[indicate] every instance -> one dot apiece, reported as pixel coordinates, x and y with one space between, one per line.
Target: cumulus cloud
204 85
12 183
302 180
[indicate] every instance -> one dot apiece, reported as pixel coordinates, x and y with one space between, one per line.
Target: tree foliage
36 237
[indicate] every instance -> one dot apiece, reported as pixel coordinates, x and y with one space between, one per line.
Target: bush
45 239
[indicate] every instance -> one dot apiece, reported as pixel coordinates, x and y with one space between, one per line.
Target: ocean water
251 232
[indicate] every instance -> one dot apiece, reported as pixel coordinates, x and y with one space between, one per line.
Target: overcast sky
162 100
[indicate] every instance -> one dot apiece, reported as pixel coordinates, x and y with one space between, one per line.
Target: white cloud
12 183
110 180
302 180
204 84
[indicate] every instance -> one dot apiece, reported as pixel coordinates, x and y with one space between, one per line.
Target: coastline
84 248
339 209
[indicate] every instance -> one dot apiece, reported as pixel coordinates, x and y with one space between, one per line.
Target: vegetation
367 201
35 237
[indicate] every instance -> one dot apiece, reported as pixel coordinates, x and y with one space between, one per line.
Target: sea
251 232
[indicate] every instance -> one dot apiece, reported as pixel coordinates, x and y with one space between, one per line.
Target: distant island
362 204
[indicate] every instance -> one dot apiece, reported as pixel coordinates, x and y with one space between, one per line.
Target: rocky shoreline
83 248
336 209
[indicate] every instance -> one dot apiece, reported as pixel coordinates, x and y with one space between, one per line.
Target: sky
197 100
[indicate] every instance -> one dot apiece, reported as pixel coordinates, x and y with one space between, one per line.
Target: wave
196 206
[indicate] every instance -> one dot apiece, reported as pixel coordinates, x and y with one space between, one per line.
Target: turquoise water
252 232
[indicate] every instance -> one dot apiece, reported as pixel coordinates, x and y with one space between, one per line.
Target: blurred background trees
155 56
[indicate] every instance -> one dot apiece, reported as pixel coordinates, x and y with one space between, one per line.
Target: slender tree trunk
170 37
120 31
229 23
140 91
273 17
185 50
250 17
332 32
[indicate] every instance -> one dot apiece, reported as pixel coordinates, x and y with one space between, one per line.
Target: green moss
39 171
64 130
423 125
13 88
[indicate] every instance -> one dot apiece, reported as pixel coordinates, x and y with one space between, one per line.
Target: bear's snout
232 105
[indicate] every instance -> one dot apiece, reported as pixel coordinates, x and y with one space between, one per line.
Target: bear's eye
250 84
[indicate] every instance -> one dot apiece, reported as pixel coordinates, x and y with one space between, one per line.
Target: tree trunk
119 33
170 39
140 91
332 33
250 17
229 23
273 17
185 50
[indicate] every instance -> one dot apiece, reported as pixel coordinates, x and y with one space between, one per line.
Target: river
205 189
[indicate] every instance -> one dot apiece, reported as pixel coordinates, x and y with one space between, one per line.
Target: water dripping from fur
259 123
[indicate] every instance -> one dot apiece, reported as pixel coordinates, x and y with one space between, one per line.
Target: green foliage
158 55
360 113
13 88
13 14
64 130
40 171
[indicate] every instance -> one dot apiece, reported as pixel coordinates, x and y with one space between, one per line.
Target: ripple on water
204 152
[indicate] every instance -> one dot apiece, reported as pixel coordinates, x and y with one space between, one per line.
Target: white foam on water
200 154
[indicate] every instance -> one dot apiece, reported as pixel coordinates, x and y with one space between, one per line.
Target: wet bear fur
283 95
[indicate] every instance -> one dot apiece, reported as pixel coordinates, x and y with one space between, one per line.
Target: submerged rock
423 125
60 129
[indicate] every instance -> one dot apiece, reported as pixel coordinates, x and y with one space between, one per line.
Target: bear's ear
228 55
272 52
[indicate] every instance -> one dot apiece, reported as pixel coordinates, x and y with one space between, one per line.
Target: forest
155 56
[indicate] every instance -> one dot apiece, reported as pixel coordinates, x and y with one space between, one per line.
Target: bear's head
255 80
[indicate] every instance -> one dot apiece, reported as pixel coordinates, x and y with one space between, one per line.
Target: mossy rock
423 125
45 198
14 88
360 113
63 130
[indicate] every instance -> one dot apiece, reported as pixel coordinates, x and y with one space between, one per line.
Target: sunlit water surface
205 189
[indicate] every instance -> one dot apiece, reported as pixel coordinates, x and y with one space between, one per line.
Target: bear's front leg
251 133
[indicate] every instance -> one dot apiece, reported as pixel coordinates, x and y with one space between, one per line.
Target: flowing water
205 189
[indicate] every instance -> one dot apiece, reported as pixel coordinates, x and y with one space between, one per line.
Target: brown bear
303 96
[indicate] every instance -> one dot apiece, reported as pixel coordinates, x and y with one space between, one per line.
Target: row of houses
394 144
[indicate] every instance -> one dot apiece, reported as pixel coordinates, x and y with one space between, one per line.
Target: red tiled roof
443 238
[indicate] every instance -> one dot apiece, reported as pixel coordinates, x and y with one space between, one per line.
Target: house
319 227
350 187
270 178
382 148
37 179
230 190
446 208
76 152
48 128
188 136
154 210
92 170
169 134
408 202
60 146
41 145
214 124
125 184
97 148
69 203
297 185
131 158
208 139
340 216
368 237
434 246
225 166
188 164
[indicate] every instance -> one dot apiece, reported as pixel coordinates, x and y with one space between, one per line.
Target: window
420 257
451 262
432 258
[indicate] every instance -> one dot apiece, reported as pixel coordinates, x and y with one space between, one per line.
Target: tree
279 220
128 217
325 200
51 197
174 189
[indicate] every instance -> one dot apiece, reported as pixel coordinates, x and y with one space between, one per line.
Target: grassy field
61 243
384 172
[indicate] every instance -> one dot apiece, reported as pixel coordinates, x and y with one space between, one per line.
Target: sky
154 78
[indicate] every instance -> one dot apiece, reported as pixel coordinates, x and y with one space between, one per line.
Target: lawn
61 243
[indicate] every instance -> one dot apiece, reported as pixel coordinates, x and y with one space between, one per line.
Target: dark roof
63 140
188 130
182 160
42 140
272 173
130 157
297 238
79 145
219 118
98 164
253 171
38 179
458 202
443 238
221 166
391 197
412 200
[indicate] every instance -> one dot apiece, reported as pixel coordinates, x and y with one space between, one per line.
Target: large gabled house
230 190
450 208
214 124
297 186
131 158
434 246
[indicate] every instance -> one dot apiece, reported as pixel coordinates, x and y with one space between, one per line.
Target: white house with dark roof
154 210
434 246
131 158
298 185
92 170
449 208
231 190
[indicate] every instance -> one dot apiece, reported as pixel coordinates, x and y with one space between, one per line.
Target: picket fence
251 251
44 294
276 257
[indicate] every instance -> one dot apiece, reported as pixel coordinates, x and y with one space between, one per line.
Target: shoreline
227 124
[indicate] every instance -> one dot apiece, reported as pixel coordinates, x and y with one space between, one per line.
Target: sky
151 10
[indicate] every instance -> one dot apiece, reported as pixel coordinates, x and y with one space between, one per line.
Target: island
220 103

· · ·

* _Work to complete_: Write out all the data exactly.

* _Answer box_:
[indicate] every instance -> one dot apiece, reported as pixel coordinates, x and y with one space between, one per line.
Target: cumulus cloud
204 85
12 183
302 180
[indicate] every instance -> one dot apiece, reported as pixel coordinates, x and y with one space between, one per line.
Target: tree foliage
36 237
[indicate] every instance -> one dot apiece, reported as pixel coordinates, x and y with one space between, one per line.
Target: bush
45 239
[indicate] every instance -> one dot apiece, reported as pixel coordinates, x and y with one space between, one per line.
Target: ocean water
251 232
[indicate] every instance -> one dot apiece, reported as pixel coordinates, x and y with one space between, one per line.
Target: overcast sky
162 100
[indicate] every instance -> one dot apiece, reported as pixel coordinates, x and y with one space between, one per line.
Target: white cloud
12 183
110 180
302 180
204 84
[indicate] every instance -> one dot apiece, reported as pixel coordinates, x and y with one space between, one per line.
Target: coastline
84 248
339 209
[indicate] every instance -> one dot apiece, reported as pixel coordinates, x and y with one space between, one per line.
Target: vegetation
367 201
35 237
[indicate] every instance -> one dot apiece, reported as pixel coordinates, x and y with one space between, one per line.
Target: sea
251 232
[indicate] every instance -> one dot apiece, reported as pixel coordinates, x and y with one space between, one per line.
Target: distant island
362 204
[indicate] every instance -> one dot apiece, reported as pixel coordinates, x and y with one space between, one per line.
Target: rocky shoreline
83 248
336 209
[indicate] every instance -> one dot apiece, reported as pixel coordinates, x and y with one space between, one per line.
Target: sky
197 100
[indicate] every instance -> one dot apiece, reported as pixel coordinates, x and y with one space between, one per line.
Target: wave
196 206
[indicate] every instance -> one dot apiece, reported as pixel coordinates, x and y with one space between, one per line.
Target: turquoise water
252 232
[indicate] every instance -> one dot apiece, reported as pixel coordinates, x and y with one space between, one per line.
Target: blurred background trees
155 56
[indicate] every instance -> one dot apiece, reported as pixel coordinates, x and y with one space between, one per line.
Target: slender tree trunk
170 37
120 31
229 23
140 91
273 17
185 50
250 17
332 32
[indicate] every instance -> one dot apiece, reported as pixel coordinates, x and y with one space between, one per line.
Target: green moss
39 171
64 130
423 125
13 88
[indicate] every instance -> one dot apiece, reported as pixel coordinates, x and y with one space between, one per line.
Target: bear's snout
232 105
[indicate] every instance -> one dot apiece, reported as pixel coordinates, x and y with one space between, one per line.
Target: bear's eye
250 84
[indicate] every instance -> one dot apiece, reported as pixel coordinates, x and y with one space between, one per line.
Target: tree trunk
119 33
170 39
140 91
332 33
250 17
229 23
273 17
185 50
[indicate] every instance -> one dot apiece, reported as pixel coordinates, x and y with one space between, one per line.
Target: river
205 189
[indicate] every instance -> one dot apiece, reported as pixel coordinates, x and y with one space between, one per line.
Target: water dripping from fur
259 123
[indicate] every instance -> one dot apiece, reported as pixel coordinates, x and y with one space between, one per line.
Target: green foliage
158 55
360 113
13 88
13 14
64 130
40 171
[indicate] every instance -> one dot apiece, reported as pixel coordinates, x and y with one space between, one per line.
Target: ripple on water
204 152
[indicate] every instance -> one dot apiece, reported as pixel coordinates, x and y with one space between, one per line.
Target: white foam on water
200 154
[indicate] every instance -> one dot apiece, reported as pixel coordinates, x and y with one space between, one per line.
Target: wet bear fur
283 95
[indicate] every instance -> one dot apiece, reported as pixel coordinates, x and y with one space between, one per line.
Target: submerged rock
423 125
60 129
[indicate] every instance -> one dot apiece, reported as pixel coordinates, x and y with one space between, one per line.
Target: bear's ear
228 55
272 52
[indicate] every instance -> one dot apiece, reported as pixel coordinates, x and y with one space between, one per line.
Target: forest
155 56
[indicate] every instance -> one dot apiece, reported as pixel coordinates, x and y with one space between, one per line.
Target: bear's head
255 80
[indicate] every instance -> one dot apiece, reported as pixel coordinates, x and y with one space between, one per line.
Target: mossy rock
423 125
45 198
14 88
360 113
63 130
[indicate] every instance -> one dot apiece, reported as pixel coordinates, x and y with one space between, one per line.
Target: sunlit water surface
205 189
[indicate] every instance -> one dot apiece, reported as pixel coordinates, x and y with one space between, one per line.
Target: bear's front leg
251 133
[indicate] every instance -> one dot apiece, reported as pixel coordinates, x and y with one space between, one per line.
Target: flowing water
205 189
[indicate] every instance -> one dot apiece, reported as pixel coordinates, x and y with one space between, one per line.
Target: brown bear
303 96
[indicate] every instance -> one dot apiece, reported as pixel coordinates, x and y with one space between, one per line.
Target: row of houses
394 144
[indicate] every instance -> one dot apiece, reported as pixel coordinates, x and y with one space between, one per line.
Target: red tiled roof
443 238
[indicate] every instance -> one dot apiece, reported as pixel coordinates, x and y with one space between, one per line.
Target: house
319 227
350 187
270 178
382 148
37 179
230 190
446 208
76 152
48 128
188 136
154 210
92 170
169 134
408 202
60 146
41 145
214 124
125 184
97 148
69 203
297 185
131 158
208 139
340 216
368 237
434 246
225 166
188 164
[indicate] every instance -> one dot apiece, reported as pixel coordinates, x and y with one space between, one per line.
Target: window
420 257
451 262
432 258
[indicate] every instance -> one dot apiece, reported as pixel coordinates, x and y with one space between, one per line.
Target: tree
279 220
128 217
325 200
51 197
174 189
[indicate] every instance -> one dot apiece, reported as pixel coordinates, x and y with one space between, one per line.
Target: grassy field
61 243
384 172
[indicate] every instance -> one dot apiece, reported as pixel coordinates, x and y with one space between, one per line.
Target: sky
154 78
[indicate] every instance -> one dot apiece, reported as pixel coordinates, x and y with one space between, one per line.
Target: lawn
61 243
[indicate] every instance -> one dot apiece, reported as pixel coordinates, x and y with one space between, one per line.
Target: dark roof
63 140
188 130
182 160
42 140
272 173
130 157
297 238
79 145
219 118
98 164
253 171
38 179
458 202
443 238
221 166
391 197
412 200
[indicate] every instance -> one dot apiece, reported as pixel coordinates, x and y with one space between, one per line.
Target: large gabled house
230 190
450 208
214 124
297 186
131 158
434 246
[indicate] every instance -> one dot apiece, reported as pixel coordinates, x and y with one space between, one per line.
Target: white house with dark roof
154 210
434 246
131 158
298 185
92 170
449 208
231 190
[indicate] every instance -> one dot apiece, reported as pixel coordinates, x and y with one space between, one per line.
Target: picket fence
251 251
44 294
276 257
[indicate] every instance -> one dot apiece, reported as pixel coordinates, x and y with one space between, one per line.
Target: shoreline
227 124
[indicate] every instance -> one dot apiece, reported as pixel coordinates, x and y with one space between, one per line.
Target: sky
151 10
[indicate] every instance -> one dot apiece, reported as pixel coordinates, x and y with one space between, one per line.
Target: island
220 103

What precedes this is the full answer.